Work required: Print all entries word for word.

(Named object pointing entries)
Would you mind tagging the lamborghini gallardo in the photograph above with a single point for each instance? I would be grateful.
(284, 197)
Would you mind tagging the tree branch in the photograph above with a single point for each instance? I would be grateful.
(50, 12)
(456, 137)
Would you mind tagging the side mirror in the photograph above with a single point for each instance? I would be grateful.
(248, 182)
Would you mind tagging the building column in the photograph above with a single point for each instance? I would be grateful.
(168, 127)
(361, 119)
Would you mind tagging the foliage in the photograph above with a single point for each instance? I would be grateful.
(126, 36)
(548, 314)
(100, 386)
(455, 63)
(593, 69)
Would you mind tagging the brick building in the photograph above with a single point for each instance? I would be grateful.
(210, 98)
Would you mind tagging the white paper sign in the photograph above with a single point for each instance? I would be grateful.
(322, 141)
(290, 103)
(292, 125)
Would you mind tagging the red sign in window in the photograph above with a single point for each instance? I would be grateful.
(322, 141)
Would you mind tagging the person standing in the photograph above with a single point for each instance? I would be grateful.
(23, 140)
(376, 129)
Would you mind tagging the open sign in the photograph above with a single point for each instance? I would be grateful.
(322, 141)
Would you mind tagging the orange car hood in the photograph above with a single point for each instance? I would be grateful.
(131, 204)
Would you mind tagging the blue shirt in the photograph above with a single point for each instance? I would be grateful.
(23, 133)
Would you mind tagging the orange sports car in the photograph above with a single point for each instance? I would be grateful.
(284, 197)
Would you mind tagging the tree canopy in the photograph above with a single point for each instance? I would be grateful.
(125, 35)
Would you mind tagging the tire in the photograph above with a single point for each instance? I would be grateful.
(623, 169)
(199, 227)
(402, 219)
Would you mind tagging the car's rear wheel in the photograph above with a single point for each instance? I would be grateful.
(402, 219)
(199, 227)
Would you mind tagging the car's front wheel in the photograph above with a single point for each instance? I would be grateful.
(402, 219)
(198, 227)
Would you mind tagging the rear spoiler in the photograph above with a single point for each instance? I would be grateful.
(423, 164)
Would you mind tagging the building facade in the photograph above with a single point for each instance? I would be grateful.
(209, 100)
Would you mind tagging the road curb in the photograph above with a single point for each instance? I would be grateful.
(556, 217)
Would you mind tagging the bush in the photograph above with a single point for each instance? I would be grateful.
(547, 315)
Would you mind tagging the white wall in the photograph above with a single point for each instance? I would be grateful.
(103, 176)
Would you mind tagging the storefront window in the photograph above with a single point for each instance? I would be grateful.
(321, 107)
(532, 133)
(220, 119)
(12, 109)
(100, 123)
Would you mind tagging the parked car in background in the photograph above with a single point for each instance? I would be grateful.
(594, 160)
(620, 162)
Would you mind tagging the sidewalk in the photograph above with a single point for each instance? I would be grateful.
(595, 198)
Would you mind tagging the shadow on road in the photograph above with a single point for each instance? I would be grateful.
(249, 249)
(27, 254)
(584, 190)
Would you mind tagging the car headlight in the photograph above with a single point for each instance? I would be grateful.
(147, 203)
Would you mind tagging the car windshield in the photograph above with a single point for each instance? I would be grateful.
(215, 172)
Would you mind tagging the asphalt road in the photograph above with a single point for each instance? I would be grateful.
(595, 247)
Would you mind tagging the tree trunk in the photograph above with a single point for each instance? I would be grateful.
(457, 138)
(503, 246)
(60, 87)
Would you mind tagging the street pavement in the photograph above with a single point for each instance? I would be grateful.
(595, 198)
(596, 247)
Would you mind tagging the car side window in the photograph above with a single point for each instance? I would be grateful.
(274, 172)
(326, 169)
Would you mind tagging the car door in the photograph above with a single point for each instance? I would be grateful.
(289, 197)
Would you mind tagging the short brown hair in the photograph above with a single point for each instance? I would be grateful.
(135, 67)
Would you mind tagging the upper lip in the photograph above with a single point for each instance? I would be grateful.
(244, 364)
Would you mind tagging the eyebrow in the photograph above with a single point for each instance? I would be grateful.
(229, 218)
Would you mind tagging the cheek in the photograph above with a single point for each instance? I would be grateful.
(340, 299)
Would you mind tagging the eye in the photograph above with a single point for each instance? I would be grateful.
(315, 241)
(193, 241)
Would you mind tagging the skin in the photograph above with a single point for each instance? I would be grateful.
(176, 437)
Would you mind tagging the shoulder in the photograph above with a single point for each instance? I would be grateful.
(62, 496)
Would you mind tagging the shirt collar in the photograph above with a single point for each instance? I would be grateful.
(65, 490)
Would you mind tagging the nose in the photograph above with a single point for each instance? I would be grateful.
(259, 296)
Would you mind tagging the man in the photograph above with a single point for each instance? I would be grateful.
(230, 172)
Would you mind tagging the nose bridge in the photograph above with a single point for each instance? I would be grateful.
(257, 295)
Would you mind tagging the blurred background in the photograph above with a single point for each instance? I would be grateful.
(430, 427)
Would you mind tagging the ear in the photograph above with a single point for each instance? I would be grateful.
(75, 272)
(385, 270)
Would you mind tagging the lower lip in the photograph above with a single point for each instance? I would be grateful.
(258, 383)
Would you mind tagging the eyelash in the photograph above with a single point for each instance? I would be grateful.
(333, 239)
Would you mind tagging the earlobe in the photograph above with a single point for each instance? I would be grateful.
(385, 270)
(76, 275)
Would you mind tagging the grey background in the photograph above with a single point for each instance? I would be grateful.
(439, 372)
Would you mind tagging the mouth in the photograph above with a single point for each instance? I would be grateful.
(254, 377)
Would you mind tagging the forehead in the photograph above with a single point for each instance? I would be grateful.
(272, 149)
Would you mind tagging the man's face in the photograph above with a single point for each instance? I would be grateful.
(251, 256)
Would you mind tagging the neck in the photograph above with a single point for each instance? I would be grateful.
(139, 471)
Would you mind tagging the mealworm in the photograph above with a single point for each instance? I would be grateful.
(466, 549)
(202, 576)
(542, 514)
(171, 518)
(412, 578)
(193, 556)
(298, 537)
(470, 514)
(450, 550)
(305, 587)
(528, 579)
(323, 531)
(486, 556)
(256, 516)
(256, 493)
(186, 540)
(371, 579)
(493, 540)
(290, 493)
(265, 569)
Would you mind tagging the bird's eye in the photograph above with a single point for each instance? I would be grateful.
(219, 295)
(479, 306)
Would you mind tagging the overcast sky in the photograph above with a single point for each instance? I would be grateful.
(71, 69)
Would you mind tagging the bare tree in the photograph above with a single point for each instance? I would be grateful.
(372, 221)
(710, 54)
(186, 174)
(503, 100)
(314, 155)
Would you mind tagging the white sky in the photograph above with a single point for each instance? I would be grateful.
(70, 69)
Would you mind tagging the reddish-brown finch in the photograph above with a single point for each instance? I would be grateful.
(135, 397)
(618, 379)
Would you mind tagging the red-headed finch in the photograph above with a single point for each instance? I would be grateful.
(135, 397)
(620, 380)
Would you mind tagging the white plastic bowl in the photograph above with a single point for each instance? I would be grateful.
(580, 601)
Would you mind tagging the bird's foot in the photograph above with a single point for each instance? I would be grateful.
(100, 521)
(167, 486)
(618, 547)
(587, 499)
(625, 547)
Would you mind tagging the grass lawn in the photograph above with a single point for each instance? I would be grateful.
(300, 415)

Complete response:
Would you mind tagging the lamborghini gallardo in the photograph above with a single point for each instance? I would be grateful.
(284, 197)
Would you mind tagging the tree branch in the photograph above with a single point for each instance? I would be grateful.
(50, 12)
(456, 137)
Would you mind tagging the side mirror in the photograph above with a single point for each instance? I would be grateful.
(248, 182)
Would you mind tagging the building column in the photograph above with a single point for each instance? I would be grateful.
(168, 127)
(361, 119)
Would you mind tagging the foliage in the photograph above with a single point for each instance? I would be grateful.
(126, 36)
(548, 314)
(100, 386)
(455, 63)
(593, 69)
Would you mind tagging the brick building in the photograph above with a single point for each instance? I would be grateful.
(210, 98)
Would you mind tagging the white paper sign in the photograph above with a single point for each instance? I would be grateful.
(322, 141)
(290, 103)
(292, 125)
Would you mind tagging the red sign in window in the photograph above with a single point for each instance? I would be grateful.
(322, 141)
Would you mind tagging the person standing in the photograph above with a single point for each instance? I would be grateful.
(23, 140)
(376, 129)
Would you mind tagging the open sign in the photograph above with a single point for each instance? I would be grateful.
(322, 141)
Would you mind tagging the orange car hood in the photograph above with a single point for each instance? I would be grateful.
(131, 204)
Would you mind tagging the blue shirt in the photograph above with a single point for each instance? I would be grateful.
(23, 133)
Would you mind tagging the orange sports car in the photograph above with a single point for each instance? I would be grateful.
(284, 197)
Would you mind tagging the tree canopy in the photograph above with a single point for each instance? I would be grateful.
(125, 35)
Would you mind tagging the tire in the photograph above with a single point for each instance? I would be grateful.
(623, 169)
(199, 227)
(402, 219)
Would you mind tagging the car's rear wheel in the photograph above with a single point for each instance? I would be grateful.
(402, 219)
(199, 227)
Would you mind tagging the car's front wheel in the photograph above with a single point for each instance? I would be grateful.
(402, 219)
(198, 227)
Would you mind tagging the rear spoiler in the photograph above with a single point for each instance? I would be grateful.
(423, 164)
Would you mind tagging the building facade in the photograph above with a single point for each instance? I would be grateful.
(209, 100)
Would you mind tagging the road curb in the photograph above with a single point for each instance? I would be grateful.
(556, 217)
Would you mind tagging the bush in the photograph above with a single point for each instance? I would be grateful.
(547, 315)
Would you mind tagging the white wall in the photograph above with a single point for each instance? I would be grateful.
(103, 176)
Would you mind tagging the storefront window in the photograph above with a single point for each instance? I would be grateful.
(321, 107)
(532, 133)
(220, 119)
(12, 109)
(100, 123)
Would you mind tagging the parked car in background in the photograph above with a single point for each instance? I would be grateful.
(594, 160)
(620, 162)
Would you mind tagging the sidewalk in the photograph above with a single point for each instance? I would be grateful.
(595, 198)
Would you mind tagging the shadow on road in the photograph above with a single point for each instance? I would be grateful.
(249, 249)
(27, 254)
(584, 190)
Would you mind tagging the car headlight in the photograph above with a single point for each instance? I would be grateful.
(147, 203)
Would you mind tagging the car windshield in the photograph above with a single point for each instance? I would be grateful.
(215, 172)
Would you mind tagging the asphalt road in the photograph above with a single point for each instance? I would be grateful.
(595, 247)
Would you mind tagging the tree trunk in the photograph above with a single point for each instance? I would be grateful.
(457, 138)
(503, 246)
(60, 87)
Would you mind tagging the street pavement in the photograph above with a single point for each instance? I would be grateful.
(595, 198)
(596, 247)
Would you mind tagging the car side window in the photograph above with a single point for each instance? I would be grateful.
(274, 172)
(326, 169)
Would you mind tagging the car door in the photograph above with a single point for each instance? I would be grateful.
(289, 197)
Would you mind tagging the short brown hair in the photograph above with a single point for each instance? I would be grateful.
(135, 67)
Would you mind tagging the upper lip in the photograph above with a single point for each instance? I would be grateful.
(244, 364)
Would you mind tagging the eyebrow in the photograph above with a single point for each instance? I would be grateful.
(229, 218)
Would you mind tagging the cheek in the photograph above with a single point for each instance? I would be grateful.
(340, 299)
Would you mind tagging the eye in the photograph above with a single point for each instance? I would be grateful.
(315, 241)
(193, 241)
Would you mind tagging the skin in the photograph above with a single point for each instance? I would be grateful.
(176, 437)
Would you mind tagging the shoulder in the photograph above with a single point for each instance? I would be grateful.
(62, 496)
Would you mind tagging the shirt collar in the photograph above with a single point for each instance? I would be grateful.
(65, 490)
Would you mind tagging the nose in the photograph above with a single point for each instance? I would be grateful.
(259, 296)
Would you mind tagging the man in the photograph above with a single point for each instance? I would be grateful.
(230, 172)
Would you mind tagging the nose bridge in the photograph above with a single point for each instance? I would be grateful.
(257, 295)
Would you mind tagging the blurred background in the photograph above with a single point for each instance? I would be grateful.
(430, 427)
Would you mind tagging the ear in the photograph above with a single point for each instance? I would be grateful.
(75, 272)
(385, 270)
Would you mind tagging the lower lip in the photograph above with a single point for each instance? I would be grateful.
(258, 383)
Would you mind tagging the eyelash in the photograph above with a single point for each instance? I would be grateful.
(333, 239)
Would you mind tagging the earlobe in the photograph above with a single point for each instance? I would be grateful.
(385, 270)
(76, 275)
Would you mind tagging the grey background in the photograph above with a single point for each instance? I would be grateful.
(439, 372)
Would you mind tagging the mouth in the photograph above with a single point for each instance? I would be grateful.
(254, 377)
Would you mind tagging the forehead in the photograph above with a single point for each instance? I would be grateful.
(272, 149)
Would you mind tagging the man's face in the photograph above with a single point for each instance? I would be grateful.
(251, 256)
Would you mind tagging the neck in the photograph above with a single point for each instance? I would be grateful.
(139, 471)
Would you mind tagging the mealworm in the photograph above with a single point for each instance? I would be grateful.
(466, 549)
(202, 576)
(542, 514)
(171, 518)
(412, 578)
(193, 556)
(298, 537)
(470, 514)
(450, 550)
(305, 587)
(528, 579)
(323, 531)
(486, 556)
(256, 516)
(256, 493)
(186, 540)
(371, 579)
(493, 540)
(290, 493)
(265, 569)
Would you mind tagging the bird's eye in the photograph above with a single point for each instance? I would be grateful.
(219, 295)
(479, 306)
Would you mind tagging the overcast sky in the photograph above with a single point for each instance? I would be grateful.
(71, 69)
Would you mind tagging the bare tree in the photograph above with a single point for each instance? I would be grateful.
(372, 221)
(710, 54)
(186, 174)
(503, 100)
(314, 155)
Would you mind tagging the white sky in the photograph above with a single point for each instance? I would be grateful.
(70, 69)
Would you mind tagging the reddish-brown finch in the photograph above with a single point for each instance? I would be grateful.
(135, 397)
(618, 379)
Would you mind tagging the red-headed finch in the photograph above with a single point for each instance? I would be grateful.
(135, 397)
(620, 380)
Would you mind tagging the white plastic bowl in the photograph above with a single point for each instance? I would be grateful.
(580, 601)
Would you mind tagging the bird's foot in the photograph above with a single point for each instance? I would be grateful.
(100, 521)
(167, 486)
(618, 547)
(587, 499)
(625, 547)
Would you mind tagging the grass lawn in the photograph above with a single point for each instance? I would be grateful.
(300, 415)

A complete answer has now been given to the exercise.